[Exercise prompt]:
Print the entries below, word for word, from the line containing "In the photo below, where can the little" up to and including the line containing "pixel 416 268".

[Records for this task]:
▽

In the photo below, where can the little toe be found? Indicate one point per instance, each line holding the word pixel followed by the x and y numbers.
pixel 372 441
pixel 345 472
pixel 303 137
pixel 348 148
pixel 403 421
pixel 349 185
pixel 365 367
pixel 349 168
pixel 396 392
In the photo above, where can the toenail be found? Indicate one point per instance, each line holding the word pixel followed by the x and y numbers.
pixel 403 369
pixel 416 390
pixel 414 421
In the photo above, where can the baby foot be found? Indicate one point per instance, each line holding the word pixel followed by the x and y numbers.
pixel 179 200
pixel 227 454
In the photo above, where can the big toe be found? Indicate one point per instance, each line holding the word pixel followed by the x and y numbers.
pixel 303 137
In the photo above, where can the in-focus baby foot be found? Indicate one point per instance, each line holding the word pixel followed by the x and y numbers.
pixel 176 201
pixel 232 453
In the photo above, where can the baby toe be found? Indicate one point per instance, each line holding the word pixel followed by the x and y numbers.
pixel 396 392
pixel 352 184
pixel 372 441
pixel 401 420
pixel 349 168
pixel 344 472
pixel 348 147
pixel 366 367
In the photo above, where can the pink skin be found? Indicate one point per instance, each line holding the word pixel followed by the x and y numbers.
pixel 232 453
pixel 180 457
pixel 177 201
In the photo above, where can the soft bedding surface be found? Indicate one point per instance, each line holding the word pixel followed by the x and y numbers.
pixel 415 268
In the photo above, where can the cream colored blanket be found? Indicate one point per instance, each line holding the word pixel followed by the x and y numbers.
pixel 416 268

△
▽

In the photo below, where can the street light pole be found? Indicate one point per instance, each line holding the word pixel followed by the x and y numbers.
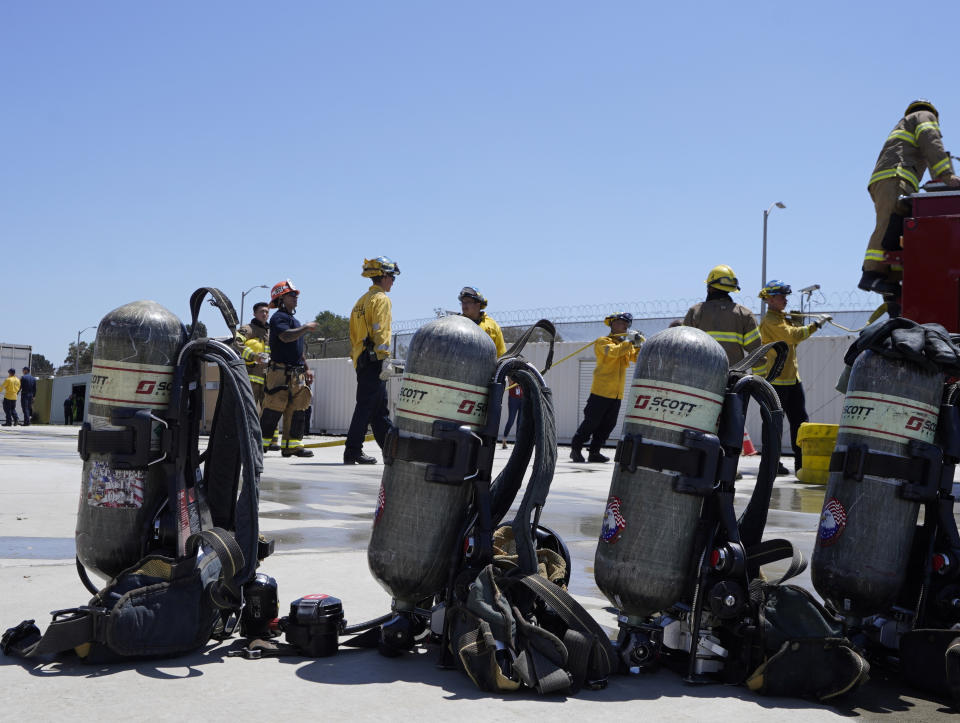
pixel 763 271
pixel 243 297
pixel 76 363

△

[Result for this task]:
In the photo below, where can the little toe be found? Indicate one point per instance, each line holding the word pixel followed by the x and y numbers.
pixel 372 441
pixel 345 472
pixel 303 137
pixel 348 148
pixel 403 421
pixel 349 185
pixel 365 367
pixel 349 168
pixel 396 392
In the photo above, where can the toenail be found? Indicate one point per instance, each line holding the word pixel followed by the x and y numbers.
pixel 403 369
pixel 416 390
pixel 414 421
In the photo above, where can the baby foot be found? Indicate one point per instance, each line holding the word pixel followed by the x and y numbers.
pixel 179 200
pixel 227 454
In the photo above, where can the big toe be found? Indicate one point per instance, each line holding the word pixel followed by the x and y numbers.
pixel 303 137
In the photo above, where can the in-focus baby foot be found? Indicate one point per instance, each line holding the word pixel followed by the x and y numbers.
pixel 176 201
pixel 232 453
In the photo above, where can the baby toe be found? Indicate one point per instance, each line holding the word pixel followed by the x and y numbers.
pixel 396 392
pixel 352 184
pixel 372 441
pixel 401 420
pixel 349 168
pixel 344 472
pixel 348 147
pixel 366 367
In the photo above, where can the pink skin be found? Indicate one point per instance, each line holding the word pixel followed by the x and y numbers.
pixel 232 453
pixel 180 457
pixel 177 201
In the photo above, where can the soft bedding surface be found? Indicate one point per instance, each line holding the word pixel followed by the x and y numbers.
pixel 415 268
In the photo above, where can the cream colored blanket be found? Indicate one point per instance, each line holding the word pixel followed by the x and y numbers.
pixel 416 268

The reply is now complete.